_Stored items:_
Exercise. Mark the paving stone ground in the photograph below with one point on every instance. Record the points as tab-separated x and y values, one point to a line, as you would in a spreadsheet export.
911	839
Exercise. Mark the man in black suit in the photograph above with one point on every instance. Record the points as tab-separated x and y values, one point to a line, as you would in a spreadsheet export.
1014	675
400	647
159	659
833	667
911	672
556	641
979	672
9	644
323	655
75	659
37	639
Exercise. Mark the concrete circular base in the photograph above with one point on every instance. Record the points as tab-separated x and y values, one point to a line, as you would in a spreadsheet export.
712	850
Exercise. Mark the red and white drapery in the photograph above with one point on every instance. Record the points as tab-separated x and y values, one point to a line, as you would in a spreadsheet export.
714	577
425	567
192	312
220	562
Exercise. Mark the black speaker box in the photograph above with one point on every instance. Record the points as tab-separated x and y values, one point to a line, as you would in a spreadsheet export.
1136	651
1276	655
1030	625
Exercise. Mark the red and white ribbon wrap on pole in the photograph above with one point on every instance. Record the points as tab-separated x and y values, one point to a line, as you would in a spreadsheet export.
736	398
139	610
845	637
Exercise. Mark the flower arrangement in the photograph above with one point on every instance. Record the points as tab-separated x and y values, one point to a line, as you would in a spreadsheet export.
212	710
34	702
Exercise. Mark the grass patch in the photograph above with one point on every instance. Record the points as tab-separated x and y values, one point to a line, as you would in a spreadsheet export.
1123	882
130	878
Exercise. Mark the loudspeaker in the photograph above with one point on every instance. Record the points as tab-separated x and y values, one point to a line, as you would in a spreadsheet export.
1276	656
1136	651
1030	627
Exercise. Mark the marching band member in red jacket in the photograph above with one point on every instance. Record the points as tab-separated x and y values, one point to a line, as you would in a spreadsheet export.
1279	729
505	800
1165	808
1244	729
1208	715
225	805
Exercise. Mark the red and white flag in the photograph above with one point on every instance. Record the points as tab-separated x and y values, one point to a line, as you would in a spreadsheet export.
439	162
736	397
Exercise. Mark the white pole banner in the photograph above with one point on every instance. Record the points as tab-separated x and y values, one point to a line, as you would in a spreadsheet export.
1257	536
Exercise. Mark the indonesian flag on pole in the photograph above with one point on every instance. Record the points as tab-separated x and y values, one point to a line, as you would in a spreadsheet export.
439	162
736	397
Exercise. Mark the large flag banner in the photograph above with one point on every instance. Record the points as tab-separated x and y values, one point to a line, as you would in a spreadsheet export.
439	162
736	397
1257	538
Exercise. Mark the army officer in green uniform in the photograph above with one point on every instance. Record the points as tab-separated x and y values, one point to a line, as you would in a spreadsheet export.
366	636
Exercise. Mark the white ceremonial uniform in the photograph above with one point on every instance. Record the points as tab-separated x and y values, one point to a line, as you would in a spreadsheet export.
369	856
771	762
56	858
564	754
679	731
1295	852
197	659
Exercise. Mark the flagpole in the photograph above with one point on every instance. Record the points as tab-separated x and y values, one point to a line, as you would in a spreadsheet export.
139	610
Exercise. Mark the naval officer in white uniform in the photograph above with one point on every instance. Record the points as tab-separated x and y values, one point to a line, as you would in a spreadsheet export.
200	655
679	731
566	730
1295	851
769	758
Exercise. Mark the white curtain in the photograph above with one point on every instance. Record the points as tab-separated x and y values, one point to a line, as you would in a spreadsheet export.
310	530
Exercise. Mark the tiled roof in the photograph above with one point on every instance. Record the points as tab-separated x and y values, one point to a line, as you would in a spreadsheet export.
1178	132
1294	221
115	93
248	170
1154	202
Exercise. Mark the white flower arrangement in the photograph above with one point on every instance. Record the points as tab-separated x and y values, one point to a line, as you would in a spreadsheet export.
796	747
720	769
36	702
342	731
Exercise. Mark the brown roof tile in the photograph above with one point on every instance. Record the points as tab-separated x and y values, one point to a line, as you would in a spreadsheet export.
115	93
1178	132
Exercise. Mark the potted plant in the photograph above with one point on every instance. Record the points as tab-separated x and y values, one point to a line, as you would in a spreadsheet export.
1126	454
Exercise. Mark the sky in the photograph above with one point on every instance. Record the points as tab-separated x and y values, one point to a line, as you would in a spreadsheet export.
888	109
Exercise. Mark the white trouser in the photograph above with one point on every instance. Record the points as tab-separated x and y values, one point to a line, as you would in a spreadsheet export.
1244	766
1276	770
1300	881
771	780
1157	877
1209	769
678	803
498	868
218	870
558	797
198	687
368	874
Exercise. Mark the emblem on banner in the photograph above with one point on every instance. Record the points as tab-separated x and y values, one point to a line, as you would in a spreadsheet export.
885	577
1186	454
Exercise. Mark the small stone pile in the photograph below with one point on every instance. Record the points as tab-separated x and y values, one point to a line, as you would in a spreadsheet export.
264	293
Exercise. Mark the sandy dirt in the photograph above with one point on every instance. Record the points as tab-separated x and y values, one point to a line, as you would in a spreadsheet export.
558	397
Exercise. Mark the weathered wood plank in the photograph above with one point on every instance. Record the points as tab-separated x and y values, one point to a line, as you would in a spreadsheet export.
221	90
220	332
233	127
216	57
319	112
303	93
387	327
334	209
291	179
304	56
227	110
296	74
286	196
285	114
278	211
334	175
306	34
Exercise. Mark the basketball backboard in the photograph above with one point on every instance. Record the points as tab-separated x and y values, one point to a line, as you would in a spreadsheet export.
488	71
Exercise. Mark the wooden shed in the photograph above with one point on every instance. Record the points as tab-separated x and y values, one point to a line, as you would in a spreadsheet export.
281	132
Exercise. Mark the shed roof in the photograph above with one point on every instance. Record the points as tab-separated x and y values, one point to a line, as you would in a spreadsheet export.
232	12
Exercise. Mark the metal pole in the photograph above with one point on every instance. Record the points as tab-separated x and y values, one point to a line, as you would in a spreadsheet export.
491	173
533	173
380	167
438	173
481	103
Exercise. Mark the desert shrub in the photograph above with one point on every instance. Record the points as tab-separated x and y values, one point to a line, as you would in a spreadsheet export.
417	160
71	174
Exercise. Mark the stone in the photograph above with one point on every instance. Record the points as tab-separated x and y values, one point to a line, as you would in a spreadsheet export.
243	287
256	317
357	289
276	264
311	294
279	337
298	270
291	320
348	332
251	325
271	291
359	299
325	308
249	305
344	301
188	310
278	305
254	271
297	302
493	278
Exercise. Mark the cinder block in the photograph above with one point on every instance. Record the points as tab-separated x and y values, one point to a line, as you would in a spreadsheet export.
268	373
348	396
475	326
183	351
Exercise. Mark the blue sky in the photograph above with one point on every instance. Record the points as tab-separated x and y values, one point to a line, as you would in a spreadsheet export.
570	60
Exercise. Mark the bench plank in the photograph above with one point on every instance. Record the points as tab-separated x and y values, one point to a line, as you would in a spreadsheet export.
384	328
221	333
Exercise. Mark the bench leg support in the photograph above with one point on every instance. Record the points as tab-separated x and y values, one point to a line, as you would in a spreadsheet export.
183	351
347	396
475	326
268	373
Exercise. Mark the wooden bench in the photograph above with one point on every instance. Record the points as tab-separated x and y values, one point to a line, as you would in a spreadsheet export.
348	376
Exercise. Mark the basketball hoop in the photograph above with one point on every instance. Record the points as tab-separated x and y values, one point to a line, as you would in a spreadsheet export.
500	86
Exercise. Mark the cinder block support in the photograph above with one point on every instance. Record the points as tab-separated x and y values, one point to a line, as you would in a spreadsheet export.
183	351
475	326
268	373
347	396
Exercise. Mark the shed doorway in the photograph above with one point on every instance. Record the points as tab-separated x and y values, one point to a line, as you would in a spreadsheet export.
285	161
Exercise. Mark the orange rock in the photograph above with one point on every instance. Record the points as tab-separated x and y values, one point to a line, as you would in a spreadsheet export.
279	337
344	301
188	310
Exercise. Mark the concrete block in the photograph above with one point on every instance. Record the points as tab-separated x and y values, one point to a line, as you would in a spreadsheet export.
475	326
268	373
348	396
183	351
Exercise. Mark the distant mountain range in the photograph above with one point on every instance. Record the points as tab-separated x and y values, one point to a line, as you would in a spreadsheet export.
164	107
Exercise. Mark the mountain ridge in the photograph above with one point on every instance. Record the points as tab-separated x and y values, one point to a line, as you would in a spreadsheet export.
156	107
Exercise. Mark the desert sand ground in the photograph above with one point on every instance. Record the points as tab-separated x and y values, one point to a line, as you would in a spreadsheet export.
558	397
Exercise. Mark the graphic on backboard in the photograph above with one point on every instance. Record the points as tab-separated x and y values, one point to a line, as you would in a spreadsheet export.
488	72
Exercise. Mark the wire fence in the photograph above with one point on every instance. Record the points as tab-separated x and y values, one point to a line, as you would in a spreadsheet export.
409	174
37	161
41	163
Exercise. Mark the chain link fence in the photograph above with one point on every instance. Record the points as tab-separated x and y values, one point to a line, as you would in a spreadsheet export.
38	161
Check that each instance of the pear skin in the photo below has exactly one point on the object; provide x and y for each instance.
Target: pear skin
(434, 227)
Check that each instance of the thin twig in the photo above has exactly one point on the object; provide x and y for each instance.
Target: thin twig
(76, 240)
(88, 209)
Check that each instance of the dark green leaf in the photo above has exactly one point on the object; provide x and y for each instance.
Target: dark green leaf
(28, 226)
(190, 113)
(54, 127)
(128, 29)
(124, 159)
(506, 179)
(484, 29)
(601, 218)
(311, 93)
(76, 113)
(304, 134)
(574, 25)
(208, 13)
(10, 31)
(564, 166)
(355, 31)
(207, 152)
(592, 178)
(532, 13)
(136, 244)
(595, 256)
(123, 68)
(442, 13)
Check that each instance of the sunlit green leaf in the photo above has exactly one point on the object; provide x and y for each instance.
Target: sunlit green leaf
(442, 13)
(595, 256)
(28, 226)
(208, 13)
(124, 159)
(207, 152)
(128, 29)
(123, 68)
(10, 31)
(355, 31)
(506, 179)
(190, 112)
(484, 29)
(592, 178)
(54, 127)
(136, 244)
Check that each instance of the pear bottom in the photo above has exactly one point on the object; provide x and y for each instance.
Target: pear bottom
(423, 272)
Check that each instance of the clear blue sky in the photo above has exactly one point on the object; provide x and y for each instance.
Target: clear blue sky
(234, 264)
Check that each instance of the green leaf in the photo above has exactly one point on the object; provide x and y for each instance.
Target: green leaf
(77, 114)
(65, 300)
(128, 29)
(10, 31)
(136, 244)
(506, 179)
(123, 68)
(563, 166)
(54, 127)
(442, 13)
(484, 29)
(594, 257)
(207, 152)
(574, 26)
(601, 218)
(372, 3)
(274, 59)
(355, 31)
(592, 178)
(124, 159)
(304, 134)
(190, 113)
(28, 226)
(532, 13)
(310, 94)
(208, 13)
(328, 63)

_EXERCISE GOAL:_ Copy the lines from the entries above in which the word "that" appears.

_COMPLETED EXERCISE:_
Check that each instance of the pear skin in the photo below has exactly one point on the object; provide x and y for each instance.
Check that each instance of the thin twig in the photo above has exactly one point on the object; provide x and y for each instance.
Check that each instance of the dark green leaf in the photo above has exactly one point on the object; provide x and y for each instance.
Check that each instance of the sunlit green leaf in the photo above has exactly one point on the object; provide x and y for each instance.
Check that each instance of the pear bottom in the photo above has exactly one point on the object; provide x and y for each instance.
Check that each instance of the clear blue sky in the photo above has exactly one point on the object; provide x and y for each instance.
Check that each instance of the green leaf in the photo above has exactly one point on the object; provide x and y for each instance.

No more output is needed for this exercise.